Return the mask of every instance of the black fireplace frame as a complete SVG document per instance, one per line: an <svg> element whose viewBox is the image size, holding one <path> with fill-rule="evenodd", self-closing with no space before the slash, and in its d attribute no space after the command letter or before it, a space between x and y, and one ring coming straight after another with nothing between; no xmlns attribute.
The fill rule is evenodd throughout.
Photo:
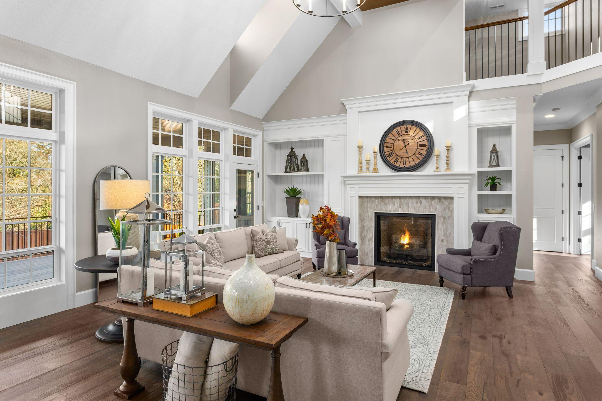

————————

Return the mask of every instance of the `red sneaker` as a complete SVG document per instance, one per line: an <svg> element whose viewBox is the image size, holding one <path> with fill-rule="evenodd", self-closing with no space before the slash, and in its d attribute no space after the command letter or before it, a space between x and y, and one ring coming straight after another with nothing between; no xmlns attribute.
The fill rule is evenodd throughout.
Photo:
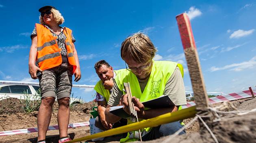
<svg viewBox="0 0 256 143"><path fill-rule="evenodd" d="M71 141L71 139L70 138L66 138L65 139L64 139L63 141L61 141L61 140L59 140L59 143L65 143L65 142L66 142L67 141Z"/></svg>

————————

Short exercise: Collect each line of the data above that contains the string "element". The match is case-sensitive.

Correct response:
Return the mask of every instance of the black fireplace frame as a complete SVG document per instance, one per line: an <svg> element whose viewBox is the image size, holding one <path> with fill-rule="evenodd", self-closing with no space before the slash, and in its d attribute no space after the command letter or before it, a space between x and y, and one ring coming straight after another with nothing between; no xmlns attribute.
Return the mask of every instance of the `red sneaker` as a complete SVG document per instance, one per line: an <svg> element whose viewBox is the image size, holding one <path> with fill-rule="evenodd", self-closing with no space before the slash, and in its d attribute no space after the command letter or before it, a space between x and y, and one ring coming straight after another with nothing between; no xmlns attribute.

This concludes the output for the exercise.